> [Exercise goal]:
Please give every line below again exactly, but not its pictures.

Dataset entries:
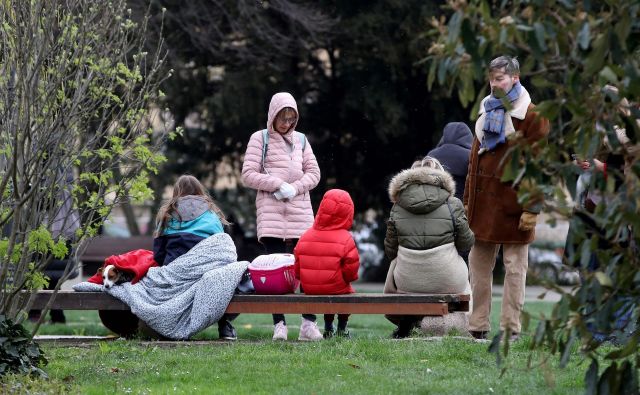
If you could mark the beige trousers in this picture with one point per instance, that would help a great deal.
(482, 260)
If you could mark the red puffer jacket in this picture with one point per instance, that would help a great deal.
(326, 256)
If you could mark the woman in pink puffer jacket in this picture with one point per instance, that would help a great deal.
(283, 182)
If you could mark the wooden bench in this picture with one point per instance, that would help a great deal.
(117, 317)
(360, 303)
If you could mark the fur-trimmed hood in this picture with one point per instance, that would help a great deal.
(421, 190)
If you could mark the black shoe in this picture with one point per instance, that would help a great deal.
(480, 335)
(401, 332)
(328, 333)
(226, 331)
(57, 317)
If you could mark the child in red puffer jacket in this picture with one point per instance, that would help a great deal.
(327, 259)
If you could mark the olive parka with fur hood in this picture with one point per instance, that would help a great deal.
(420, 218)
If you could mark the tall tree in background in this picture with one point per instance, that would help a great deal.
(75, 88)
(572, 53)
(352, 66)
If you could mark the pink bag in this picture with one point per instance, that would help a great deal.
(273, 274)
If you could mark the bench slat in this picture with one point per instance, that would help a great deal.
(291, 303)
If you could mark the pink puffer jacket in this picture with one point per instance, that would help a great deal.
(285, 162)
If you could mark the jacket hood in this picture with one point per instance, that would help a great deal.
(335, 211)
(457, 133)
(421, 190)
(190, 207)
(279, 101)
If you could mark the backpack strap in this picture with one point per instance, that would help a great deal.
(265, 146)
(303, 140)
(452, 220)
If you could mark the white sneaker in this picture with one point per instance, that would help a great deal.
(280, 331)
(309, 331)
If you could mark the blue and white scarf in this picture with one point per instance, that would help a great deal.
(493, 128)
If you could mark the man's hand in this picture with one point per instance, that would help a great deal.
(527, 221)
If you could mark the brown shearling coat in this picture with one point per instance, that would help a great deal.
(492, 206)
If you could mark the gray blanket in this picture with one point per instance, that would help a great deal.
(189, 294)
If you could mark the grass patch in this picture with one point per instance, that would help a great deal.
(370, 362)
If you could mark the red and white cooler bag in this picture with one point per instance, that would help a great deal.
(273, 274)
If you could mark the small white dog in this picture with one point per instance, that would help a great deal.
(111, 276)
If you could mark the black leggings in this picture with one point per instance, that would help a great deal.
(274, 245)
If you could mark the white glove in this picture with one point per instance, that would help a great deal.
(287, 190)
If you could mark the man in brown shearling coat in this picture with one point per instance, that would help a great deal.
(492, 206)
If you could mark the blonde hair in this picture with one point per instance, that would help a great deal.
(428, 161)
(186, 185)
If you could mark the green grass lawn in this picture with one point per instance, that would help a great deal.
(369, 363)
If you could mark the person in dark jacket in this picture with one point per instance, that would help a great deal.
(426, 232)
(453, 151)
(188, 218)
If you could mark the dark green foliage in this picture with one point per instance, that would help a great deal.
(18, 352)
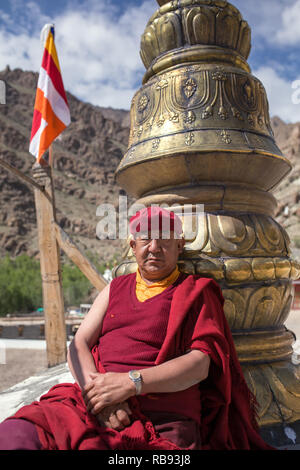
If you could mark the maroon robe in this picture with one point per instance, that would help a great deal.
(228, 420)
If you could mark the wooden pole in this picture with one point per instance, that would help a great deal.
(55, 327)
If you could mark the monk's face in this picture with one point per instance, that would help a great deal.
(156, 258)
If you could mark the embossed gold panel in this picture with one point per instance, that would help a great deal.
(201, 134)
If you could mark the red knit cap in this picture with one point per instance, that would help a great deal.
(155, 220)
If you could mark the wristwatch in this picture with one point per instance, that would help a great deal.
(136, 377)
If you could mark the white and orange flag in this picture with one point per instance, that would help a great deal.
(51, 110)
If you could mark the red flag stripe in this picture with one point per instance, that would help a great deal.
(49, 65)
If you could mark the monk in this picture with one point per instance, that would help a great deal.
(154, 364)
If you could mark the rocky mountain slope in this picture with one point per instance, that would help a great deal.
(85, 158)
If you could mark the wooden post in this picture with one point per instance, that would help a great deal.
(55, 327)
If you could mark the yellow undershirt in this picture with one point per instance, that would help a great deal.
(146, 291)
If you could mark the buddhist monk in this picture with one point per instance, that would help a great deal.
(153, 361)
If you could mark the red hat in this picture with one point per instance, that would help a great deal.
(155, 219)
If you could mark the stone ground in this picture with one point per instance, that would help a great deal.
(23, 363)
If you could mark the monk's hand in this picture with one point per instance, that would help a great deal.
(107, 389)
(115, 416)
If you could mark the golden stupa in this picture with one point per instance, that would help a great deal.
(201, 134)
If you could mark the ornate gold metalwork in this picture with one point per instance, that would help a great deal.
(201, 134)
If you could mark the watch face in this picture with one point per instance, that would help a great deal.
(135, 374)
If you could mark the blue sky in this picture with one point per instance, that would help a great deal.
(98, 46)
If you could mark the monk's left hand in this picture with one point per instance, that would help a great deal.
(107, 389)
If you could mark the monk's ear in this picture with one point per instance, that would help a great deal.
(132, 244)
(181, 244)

> [Answer section]:
If you could mark the beige trousers in this picture with one point per instance, that would help a great deal.
(482, 260)
If you could mark the red puffer jacket in this picture with one point per instance, that would help a great deal.
(326, 256)
If you could mark the woman in pink puffer jacket in this picture with one point per instance, that would help a great deal.
(283, 182)
If you could mark the wooden bench in this picture with one point per instance, that would help a great deal.
(117, 317)
(360, 303)
If you could mark the fur-trimmed hood in this picture with one point per instance, that would help a great deal.
(421, 190)
If you could mark the black shoe in this picture with one point per instance, that would help a great deal.
(480, 335)
(401, 332)
(328, 333)
(226, 331)
(57, 317)
If you could mark the child in red puffer jacket in this picture with one point per instance, that would help a great deal.
(327, 259)
If you could mark the olive parka with fur hood in this picture with one point per instance, that would help a great deal.
(420, 218)
If you could mark the tall tree in background in this picture with one point per instance, that would help a great deal.
(75, 88)
(572, 53)
(352, 66)
If you could mark the pink bag in this picture with one point per instance, that would help a great deal.
(273, 274)
If you could mark the bench slat in this picture with one point per instance, that would help a great deal.
(291, 303)
If you could mark the pink puffer jacket in this picture with one point per instance, that would help a great deal.
(285, 162)
If you could mark the jacket hood in this picture with one point per instance, that would help a great deal.
(335, 211)
(457, 133)
(421, 190)
(190, 207)
(279, 101)
If you could mark the backpack strap in this picture with one point per instance, that would help a great deal.
(265, 146)
(303, 140)
(452, 220)
If you could mark the white sneaker in this picture with one point per instance, that would help a great deal.
(280, 331)
(309, 331)
If you could mark the blue and white scarf in this picture with one point per instance, that would help a great deal.
(493, 128)
If you could mark the man's hand in this picture with one point per instance, that would help a great deal.
(527, 221)
If you could mark the brown shearling coat in this picture with one point per instance, that would help a great deal.
(492, 206)
If you could mark the gray blanket in this picture with one point per instance, that would help a great deal.
(189, 294)
If you could mark the grass patch in this picture with one point per instance, that would help a great deal.
(370, 362)
If you could mark the red and white cooler bag in this picture with one point per instance, that would help a great deal.
(273, 274)
If you could mark the small white dog in this picture with one point per instance, that would help a great deal.
(111, 276)
If you could mark the black leggings in this picture with one point per instance, that would help a great deal.
(274, 245)
If you could mark the white glove in this picture with one point per instance, that would help a great deal.
(287, 190)
If you could mark the man in brown shearling coat in this picture with one point per instance, that would help a great deal.
(492, 206)
If you could mark the blonde hair in this picture with one point per instance, that would help a great deal.
(428, 161)
(186, 185)
If you could mark the green grass lawn in this picture with one point per instance, that would help a great deal.
(369, 363)
If you could mark the person in dark jacket in this picture with one point per instance, that would help a great deal.
(426, 232)
(453, 151)
(188, 218)
If you could mark the dark green foliage in this picture with one point per instance, that would help a great deal.
(18, 352)
If you could mark the maroon robe in this picture with one point per instance, that would help a great deal.
(228, 420)
If you could mark the wooden pole in this picture with one point per instance, that would help a great deal.
(55, 327)
If you could mark the monk's face in this picture with one point per instance, that would help a great deal.
(156, 258)
If you could mark the embossed gold panel in this picture with one point per instance, that would help a great deal.
(201, 134)
If you could mark the red knit cap in this picture with one point per instance, that would help a great deal.
(155, 220)
If you could mark the wristwatch in this picture with one point per instance, that would help a great deal.
(136, 377)
If you could mark the white and orange flag in this picture with one point per instance, that would help a great deal.
(51, 110)
If you could mark the red flag stripe in this picture with one point per instance, that would help a great deal.
(49, 65)
If you could mark the monk in this picture with one point per instance, that would help a great deal.
(154, 364)
If you could mark the rocky mountain slope in this picture with one point per instance, that would help a great deal.
(85, 158)
If you could mark the wooden post in this picture with one point per instance, that would help a great deal.
(55, 327)
If you could mark the yellow undershirt in this picture with one point per instance, that would help a great deal.
(146, 291)
If you could mark the buddhist monk in this picture with one point per instance, that would help a great deal.
(153, 361)
If you could mark the red hat in this picture with one point per instance, that would help a great deal.
(155, 219)
If you could mark the stone ground in this picture with one point per instance, that would help a great deal.
(23, 363)
If you could mark the monk's hand in this picture with one point per instance, that would help a great deal.
(107, 389)
(115, 416)
If you could mark the golden stupa in this picture with one point per instance, that would help a great deal.
(201, 134)
If you could mark the ornate gold metalwork in this picture with one point per instance, that would help a great deal.
(201, 134)
If you could mark the watch face in this picture with one point per instance, that would help a great deal.
(135, 374)
If you could mark the blue sky in this picture with one point per instance, that would help a great deal.
(98, 46)
If you could mark the monk's left hand in this picture with one point per instance, that would help a great deal.
(107, 389)
If you could mark the monk's ear in this picture with one point per instance, that would help a great deal.
(132, 244)
(181, 244)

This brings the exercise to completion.